### Material for this task

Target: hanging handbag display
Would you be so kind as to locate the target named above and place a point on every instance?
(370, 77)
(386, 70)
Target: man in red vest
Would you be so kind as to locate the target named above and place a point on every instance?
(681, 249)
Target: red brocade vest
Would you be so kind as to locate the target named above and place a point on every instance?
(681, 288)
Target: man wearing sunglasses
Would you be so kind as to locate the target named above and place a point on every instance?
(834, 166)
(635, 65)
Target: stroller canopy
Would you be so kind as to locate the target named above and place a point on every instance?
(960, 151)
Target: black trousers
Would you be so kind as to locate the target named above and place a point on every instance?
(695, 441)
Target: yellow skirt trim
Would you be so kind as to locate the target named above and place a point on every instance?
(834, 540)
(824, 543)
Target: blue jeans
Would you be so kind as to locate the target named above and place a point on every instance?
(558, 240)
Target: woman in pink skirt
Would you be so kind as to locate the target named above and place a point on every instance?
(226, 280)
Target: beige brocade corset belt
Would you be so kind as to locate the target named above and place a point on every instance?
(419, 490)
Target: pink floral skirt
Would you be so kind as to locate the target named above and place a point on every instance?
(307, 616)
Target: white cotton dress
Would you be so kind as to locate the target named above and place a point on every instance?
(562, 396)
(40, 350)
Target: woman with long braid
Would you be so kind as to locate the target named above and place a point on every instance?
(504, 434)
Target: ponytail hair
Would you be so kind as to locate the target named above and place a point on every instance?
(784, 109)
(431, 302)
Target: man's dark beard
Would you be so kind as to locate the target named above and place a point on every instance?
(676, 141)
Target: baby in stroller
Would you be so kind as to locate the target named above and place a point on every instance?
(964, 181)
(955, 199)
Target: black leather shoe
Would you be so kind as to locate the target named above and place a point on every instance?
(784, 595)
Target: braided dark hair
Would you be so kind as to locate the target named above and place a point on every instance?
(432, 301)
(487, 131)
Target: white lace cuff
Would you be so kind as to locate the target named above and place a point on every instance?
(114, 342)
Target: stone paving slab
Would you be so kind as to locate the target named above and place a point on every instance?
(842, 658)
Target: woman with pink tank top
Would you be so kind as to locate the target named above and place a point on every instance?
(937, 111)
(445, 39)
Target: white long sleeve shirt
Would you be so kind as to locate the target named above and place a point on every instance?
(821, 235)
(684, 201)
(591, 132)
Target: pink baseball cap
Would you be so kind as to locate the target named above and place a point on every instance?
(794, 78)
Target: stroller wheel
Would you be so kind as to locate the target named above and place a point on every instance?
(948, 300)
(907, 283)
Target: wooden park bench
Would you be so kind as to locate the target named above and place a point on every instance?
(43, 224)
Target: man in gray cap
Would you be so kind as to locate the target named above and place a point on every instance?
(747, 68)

### Prompt
Lines after the one containing "Target: black trousers" are left out; every line from the start of the entries through that line is restated word for word.

### Result below
Target: hanging handbag display
Would you be so kind as to locate the target named above and place a point on every instance?
(370, 77)
(386, 70)
Target: man in red vest
Would you be so kind as to locate the target named above and place a point on every instance?
(681, 249)
Target: red brocade vest
Would you be so kind as to locate the target named above and place a point on every instance?
(681, 288)
Target: man wearing sunglasses
Would you be so kind as to locate the target named above and place a point on every instance?
(834, 166)
(635, 65)
Target: stroller canopy
Would you be so kind as to locate the target named above and place a point on every instance?
(960, 151)
Target: black trousers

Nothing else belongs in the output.